*** Opening of Entries shown ***
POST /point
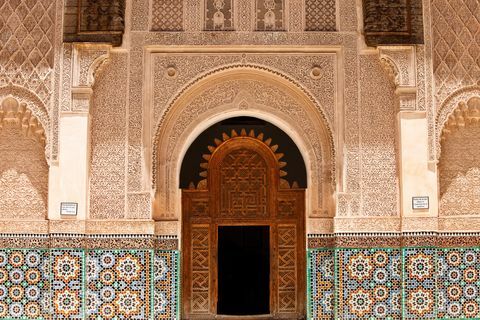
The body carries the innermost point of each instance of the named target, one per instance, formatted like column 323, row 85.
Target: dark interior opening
column 243, row 270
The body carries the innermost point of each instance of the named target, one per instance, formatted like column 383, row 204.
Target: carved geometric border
column 328, row 142
column 172, row 102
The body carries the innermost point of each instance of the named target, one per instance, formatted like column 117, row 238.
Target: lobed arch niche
column 459, row 161
column 252, row 186
column 235, row 91
column 23, row 164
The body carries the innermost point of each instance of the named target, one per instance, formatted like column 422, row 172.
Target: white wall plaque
column 420, row 203
column 68, row 208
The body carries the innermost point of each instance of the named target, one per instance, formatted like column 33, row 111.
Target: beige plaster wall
column 118, row 99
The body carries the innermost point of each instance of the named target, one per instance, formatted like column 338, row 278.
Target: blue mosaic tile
column 67, row 283
column 118, row 284
column 166, row 282
column 321, row 286
column 458, row 283
column 369, row 284
column 419, row 283
column 24, row 284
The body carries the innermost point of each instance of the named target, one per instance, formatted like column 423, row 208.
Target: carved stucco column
column 69, row 177
column 418, row 176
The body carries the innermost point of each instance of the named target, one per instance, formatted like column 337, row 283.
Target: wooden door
column 243, row 186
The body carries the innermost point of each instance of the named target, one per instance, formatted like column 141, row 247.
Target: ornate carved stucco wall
column 456, row 62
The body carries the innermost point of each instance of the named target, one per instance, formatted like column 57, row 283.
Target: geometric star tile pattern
column 321, row 287
column 24, row 284
column 67, row 283
column 419, row 283
column 166, row 282
column 88, row 284
column 369, row 283
column 118, row 284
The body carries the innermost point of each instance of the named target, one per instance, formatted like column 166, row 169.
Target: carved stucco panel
column 378, row 147
column 108, row 173
column 448, row 107
column 297, row 66
column 268, row 99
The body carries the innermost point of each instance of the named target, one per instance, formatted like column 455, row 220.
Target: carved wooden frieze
column 393, row 22
column 270, row 15
column 94, row 21
column 218, row 15
column 243, row 184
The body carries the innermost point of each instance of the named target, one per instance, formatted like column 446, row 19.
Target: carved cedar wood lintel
column 243, row 186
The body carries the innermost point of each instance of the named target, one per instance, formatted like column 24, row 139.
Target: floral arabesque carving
column 23, row 168
column 458, row 100
column 399, row 64
column 28, row 111
column 273, row 94
column 467, row 113
column 14, row 114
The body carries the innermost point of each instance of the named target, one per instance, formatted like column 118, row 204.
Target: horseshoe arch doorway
column 243, row 186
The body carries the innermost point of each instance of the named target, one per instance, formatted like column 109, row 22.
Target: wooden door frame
column 209, row 219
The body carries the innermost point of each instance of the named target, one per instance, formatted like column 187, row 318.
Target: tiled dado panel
column 408, row 283
column 88, row 284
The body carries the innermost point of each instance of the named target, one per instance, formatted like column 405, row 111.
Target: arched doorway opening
column 243, row 230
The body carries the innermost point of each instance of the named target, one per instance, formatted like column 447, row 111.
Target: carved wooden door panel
column 243, row 186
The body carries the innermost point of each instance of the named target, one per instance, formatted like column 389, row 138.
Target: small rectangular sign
column 420, row 203
column 68, row 208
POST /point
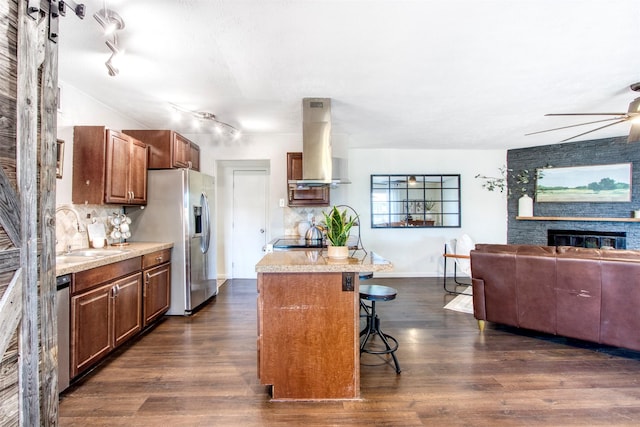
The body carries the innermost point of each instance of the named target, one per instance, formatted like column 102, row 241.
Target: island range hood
column 320, row 167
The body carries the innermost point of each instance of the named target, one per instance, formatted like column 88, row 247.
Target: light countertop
column 316, row 261
column 131, row 250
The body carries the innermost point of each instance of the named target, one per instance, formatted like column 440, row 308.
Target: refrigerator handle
column 205, row 237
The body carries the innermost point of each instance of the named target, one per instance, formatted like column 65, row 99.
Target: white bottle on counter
column 525, row 206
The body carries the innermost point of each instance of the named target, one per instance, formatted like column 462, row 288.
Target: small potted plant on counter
column 338, row 230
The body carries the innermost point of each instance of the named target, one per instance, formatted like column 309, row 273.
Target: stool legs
column 373, row 328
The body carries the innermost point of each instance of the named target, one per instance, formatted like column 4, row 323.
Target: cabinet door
column 90, row 332
column 127, row 316
column 156, row 296
column 117, row 168
column 181, row 151
column 138, row 173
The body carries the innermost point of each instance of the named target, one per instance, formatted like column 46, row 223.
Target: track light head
column 109, row 20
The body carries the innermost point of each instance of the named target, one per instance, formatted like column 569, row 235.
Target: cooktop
column 295, row 243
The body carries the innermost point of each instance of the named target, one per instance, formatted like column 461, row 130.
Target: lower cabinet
column 113, row 303
column 104, row 318
column 157, row 285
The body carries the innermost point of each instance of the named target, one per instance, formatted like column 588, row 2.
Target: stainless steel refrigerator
column 180, row 210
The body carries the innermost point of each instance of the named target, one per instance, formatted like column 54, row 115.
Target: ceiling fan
column 632, row 112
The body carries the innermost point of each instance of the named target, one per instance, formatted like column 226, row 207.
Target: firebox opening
column 588, row 239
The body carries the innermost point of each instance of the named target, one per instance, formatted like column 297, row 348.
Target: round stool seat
column 377, row 293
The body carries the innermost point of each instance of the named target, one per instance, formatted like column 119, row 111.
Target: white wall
column 417, row 252
column 414, row 252
column 77, row 109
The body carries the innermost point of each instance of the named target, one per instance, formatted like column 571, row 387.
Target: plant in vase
column 338, row 231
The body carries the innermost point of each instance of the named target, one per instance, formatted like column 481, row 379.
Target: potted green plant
column 338, row 231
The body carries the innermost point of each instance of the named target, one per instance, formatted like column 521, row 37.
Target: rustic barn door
column 28, row 91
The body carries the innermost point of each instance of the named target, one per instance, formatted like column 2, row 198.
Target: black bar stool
column 375, row 293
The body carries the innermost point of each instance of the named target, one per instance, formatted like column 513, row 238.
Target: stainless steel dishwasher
column 62, row 296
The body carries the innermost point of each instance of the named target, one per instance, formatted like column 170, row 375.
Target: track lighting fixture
column 110, row 22
column 220, row 127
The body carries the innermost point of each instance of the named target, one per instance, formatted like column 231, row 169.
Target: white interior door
column 249, row 221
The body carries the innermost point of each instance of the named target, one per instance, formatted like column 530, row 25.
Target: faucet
column 72, row 210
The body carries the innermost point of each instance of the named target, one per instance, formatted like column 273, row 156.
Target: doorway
column 243, row 194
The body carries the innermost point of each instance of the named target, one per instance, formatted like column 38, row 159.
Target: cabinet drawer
column 156, row 258
column 87, row 279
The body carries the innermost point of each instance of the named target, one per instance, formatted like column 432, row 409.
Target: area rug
column 462, row 303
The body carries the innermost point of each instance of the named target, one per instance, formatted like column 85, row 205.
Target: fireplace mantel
column 575, row 218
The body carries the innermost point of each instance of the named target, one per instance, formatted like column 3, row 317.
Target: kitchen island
column 308, row 319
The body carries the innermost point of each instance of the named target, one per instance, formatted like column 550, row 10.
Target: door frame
column 224, row 219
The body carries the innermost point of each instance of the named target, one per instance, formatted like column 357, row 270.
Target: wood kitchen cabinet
column 157, row 285
column 108, row 167
column 106, row 311
column 299, row 355
column 308, row 196
column 168, row 149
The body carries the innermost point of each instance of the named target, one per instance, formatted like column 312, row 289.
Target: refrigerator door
column 174, row 213
column 202, row 272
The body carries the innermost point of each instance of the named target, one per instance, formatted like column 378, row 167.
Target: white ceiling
column 402, row 74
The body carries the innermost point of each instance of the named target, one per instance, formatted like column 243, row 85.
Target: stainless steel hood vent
column 319, row 166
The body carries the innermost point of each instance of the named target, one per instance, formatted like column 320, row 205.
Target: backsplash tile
column 67, row 233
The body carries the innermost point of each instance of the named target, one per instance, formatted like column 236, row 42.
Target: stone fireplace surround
column 581, row 153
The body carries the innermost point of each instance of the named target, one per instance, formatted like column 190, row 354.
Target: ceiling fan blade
column 571, row 126
column 585, row 114
column 593, row 130
column 634, row 132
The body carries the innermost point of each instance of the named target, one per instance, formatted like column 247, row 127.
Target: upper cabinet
column 168, row 149
column 108, row 167
column 303, row 196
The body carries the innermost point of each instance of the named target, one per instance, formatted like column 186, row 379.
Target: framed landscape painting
column 599, row 183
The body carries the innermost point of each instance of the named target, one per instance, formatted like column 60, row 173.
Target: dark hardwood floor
column 201, row 371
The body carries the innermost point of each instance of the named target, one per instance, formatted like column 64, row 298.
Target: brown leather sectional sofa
column 589, row 294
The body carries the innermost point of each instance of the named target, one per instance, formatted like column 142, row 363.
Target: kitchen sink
column 71, row 259
column 84, row 255
column 95, row 252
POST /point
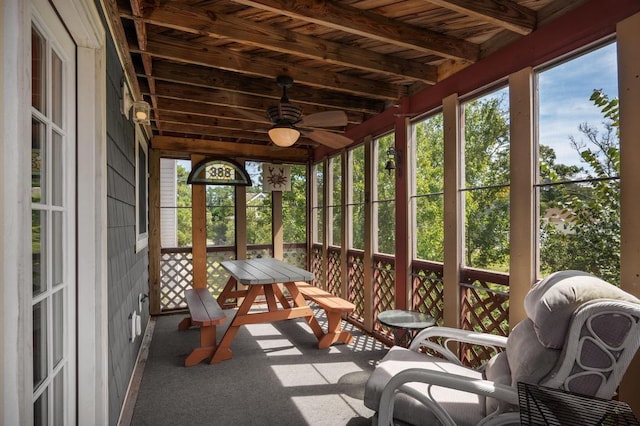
*** Close of Entries shown ***
**Your assignment**
Look above for the line with "Target: wood kitchen cabinet" and the line with "190, row 354.". Retype those two lines and every line between them exactly, adding nothing.

**Exercise output**
Target: wood kitchen cabinet
column 157, row 285
column 108, row 167
column 106, row 311
column 299, row 355
column 308, row 196
column 168, row 149
The body carries the innermost point of each instance of the named target, one per instance, formatted like column 312, row 289.
Target: refrigerator door
column 174, row 213
column 202, row 272
The body carries the innermost point of each instance of the named target, one per instance, formatted like column 378, row 167.
Target: white ceiling
column 402, row 74
The body carries the innermost point of each instance of the named target, one per instance, formatted like column 243, row 85.
Target: stainless steel hood vent
column 319, row 166
The body carries the innermost point of each instance of the named target, one per instance, formatted like column 320, row 205.
Target: backsplash tile
column 67, row 233
The body carries the innermost point of each instance of the named target, one per instance, formatted like column 236, row 42.
Target: stone fireplace surround
column 581, row 153
The body carries the innermost point of each instance of the named target, one per instance, formatted like column 190, row 354.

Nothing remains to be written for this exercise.